** Start Extracted data **
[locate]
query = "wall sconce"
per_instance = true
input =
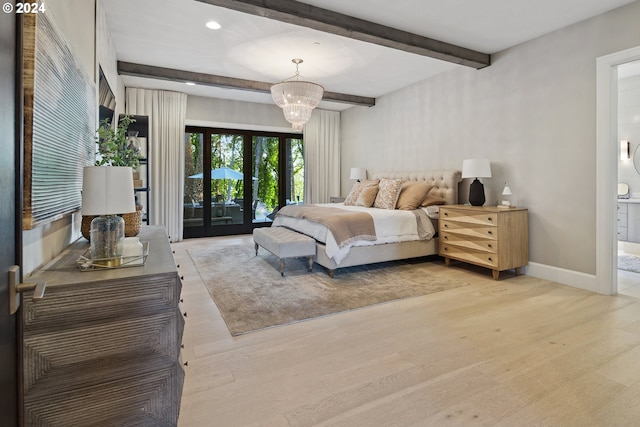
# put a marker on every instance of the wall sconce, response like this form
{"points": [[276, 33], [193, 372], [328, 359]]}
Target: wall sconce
{"points": [[358, 174], [625, 150]]}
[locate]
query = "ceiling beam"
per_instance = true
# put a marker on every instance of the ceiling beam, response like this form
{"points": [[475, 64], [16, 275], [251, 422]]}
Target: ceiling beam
{"points": [[305, 15], [160, 73]]}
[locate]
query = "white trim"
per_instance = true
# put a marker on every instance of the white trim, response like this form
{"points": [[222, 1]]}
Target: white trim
{"points": [[576, 279], [607, 168]]}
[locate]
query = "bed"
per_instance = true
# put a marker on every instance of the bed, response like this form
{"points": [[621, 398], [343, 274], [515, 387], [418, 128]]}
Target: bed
{"points": [[382, 246]]}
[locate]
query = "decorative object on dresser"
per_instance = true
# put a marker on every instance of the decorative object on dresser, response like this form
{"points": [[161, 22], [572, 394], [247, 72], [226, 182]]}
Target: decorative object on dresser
{"points": [[106, 193], [103, 347], [485, 236], [358, 174], [476, 168], [506, 199]]}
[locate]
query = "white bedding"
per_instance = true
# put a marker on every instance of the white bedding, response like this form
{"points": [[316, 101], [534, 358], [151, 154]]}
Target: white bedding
{"points": [[391, 226]]}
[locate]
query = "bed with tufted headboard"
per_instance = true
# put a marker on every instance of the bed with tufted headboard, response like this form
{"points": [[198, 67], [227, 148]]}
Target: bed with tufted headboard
{"points": [[399, 233]]}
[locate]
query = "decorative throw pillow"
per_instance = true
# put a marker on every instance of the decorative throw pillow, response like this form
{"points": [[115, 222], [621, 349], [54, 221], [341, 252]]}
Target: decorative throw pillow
{"points": [[352, 198], [412, 194], [432, 199], [388, 192], [367, 196]]}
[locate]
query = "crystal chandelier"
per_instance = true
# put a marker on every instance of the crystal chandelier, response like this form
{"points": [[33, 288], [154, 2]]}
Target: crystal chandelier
{"points": [[297, 98]]}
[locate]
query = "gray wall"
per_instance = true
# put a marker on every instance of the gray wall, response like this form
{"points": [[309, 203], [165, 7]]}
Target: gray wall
{"points": [[532, 113]]}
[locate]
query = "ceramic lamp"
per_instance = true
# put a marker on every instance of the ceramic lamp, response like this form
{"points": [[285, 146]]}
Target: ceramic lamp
{"points": [[107, 191]]}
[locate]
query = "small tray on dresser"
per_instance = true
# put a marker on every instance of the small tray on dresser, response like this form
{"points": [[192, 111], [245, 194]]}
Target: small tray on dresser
{"points": [[85, 263]]}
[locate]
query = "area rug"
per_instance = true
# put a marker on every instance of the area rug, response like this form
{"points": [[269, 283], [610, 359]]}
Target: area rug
{"points": [[629, 263], [251, 294]]}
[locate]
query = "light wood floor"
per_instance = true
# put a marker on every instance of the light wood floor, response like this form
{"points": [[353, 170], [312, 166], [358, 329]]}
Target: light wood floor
{"points": [[515, 352]]}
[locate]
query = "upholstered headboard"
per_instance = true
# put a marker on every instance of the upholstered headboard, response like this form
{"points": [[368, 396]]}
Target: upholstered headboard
{"points": [[445, 182]]}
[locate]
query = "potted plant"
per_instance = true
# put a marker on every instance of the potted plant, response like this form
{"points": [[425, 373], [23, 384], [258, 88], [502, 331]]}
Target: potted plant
** End Extracted data **
## Task description
Reproduce the whole listing exactly, but not the images in it.

## The response
[locate]
query = "wall sconce"
per_instance = true
input =
# put a marker on every instance of the wall sconce, response like this form
{"points": [[276, 33], [193, 372], [328, 359]]}
Target: wall sconce
{"points": [[358, 174], [625, 150]]}
[locate]
query = "ceiling beam"
per_instance = true
# put a marker on every instance of the ceiling beam, response like this form
{"points": [[475, 64], [16, 275], [251, 422]]}
Target: ceiling beam
{"points": [[305, 15], [160, 73]]}
[locate]
query = "white trim"
per_instance = true
# put a marker on every instance of the white trim, response like this form
{"points": [[222, 1]]}
Target: white trim
{"points": [[576, 279], [607, 168]]}
[locate]
query = "bed"
per_instance = true
# put a marker on every instance of the bed, response like this form
{"points": [[621, 398], [343, 274], [515, 387], [418, 128]]}
Target: bed
{"points": [[382, 246]]}
[locate]
query = "decorative object on dresser"
per_instance = true
# put a marker on every instance of the decorative object on dresser, response like this form
{"points": [[161, 22], [572, 394], [247, 72], [226, 182]]}
Target: decorative object on dresser
{"points": [[106, 193], [103, 347], [485, 236], [358, 174], [476, 168], [506, 199]]}
[locate]
query = "white bedding"
per_instance = true
# put a marker on every instance of the white bedding, response like this form
{"points": [[316, 101], [534, 358], [151, 154]]}
Target: white bedding
{"points": [[391, 226]]}
[locate]
query = "bed with tufted headboard"
per_instance = true
# put a marker on every instance of the bed with tufted headboard, response like this form
{"points": [[198, 67], [227, 148]]}
Target: bed with tufted headboard
{"points": [[399, 233]]}
[locate]
query = "decorative throw pillow"
per_instance = true
# put a marker on every instance of the decorative throw pillow, response like this form
{"points": [[115, 222], [621, 349], [54, 221], [341, 252]]}
Target: decorative throw pillow
{"points": [[352, 198], [412, 194], [432, 199], [388, 192], [367, 196]]}
[locate]
query = "crystal chandelier"
per_instance = true
# put a marker on every instance of the crystal chandelier, response like this form
{"points": [[33, 288], [154, 2]]}
Target: crystal chandelier
{"points": [[297, 98]]}
[locate]
query = "gray wall"
per_instance = true
# put a marker on every instance of the gray wall, response like this form
{"points": [[309, 203], [165, 7]]}
Target: gray wall
{"points": [[532, 113]]}
[locate]
query = "ceramic lamp"
per_instance = true
# put a marker on every instance of the ceramic lamp, response like this form
{"points": [[285, 146]]}
Target: ceramic lamp
{"points": [[107, 191]]}
[locate]
query = "small tray on dresser"
per_instance = true
# put a marker on every instance of the small tray on dresser, response like this form
{"points": [[192, 111], [245, 194]]}
Target: small tray on dresser
{"points": [[85, 263]]}
[locate]
query = "area rug"
per_instance = true
# put a marker on every instance of the area rug, response like this form
{"points": [[269, 283], [610, 359]]}
Target: area rug
{"points": [[629, 263], [251, 294]]}
[locate]
query = "light wood floor"
per_instance = true
# put a marker on every instance of the light wood floor, response like this form
{"points": [[353, 170], [312, 166], [358, 329]]}
Target: light wood floor
{"points": [[515, 352]]}
[locate]
query = "upholstered headboard"
per_instance = true
# put a marker on every instance of the upholstered headboard, response like this form
{"points": [[368, 396]]}
Target: upholstered headboard
{"points": [[445, 182]]}
[locate]
query = "potted plant"
per_instance = true
# put a marker on every instance of the potted plant, response like this form
{"points": [[425, 373], [23, 384], [258, 88], [502, 331]]}
Target: potted plant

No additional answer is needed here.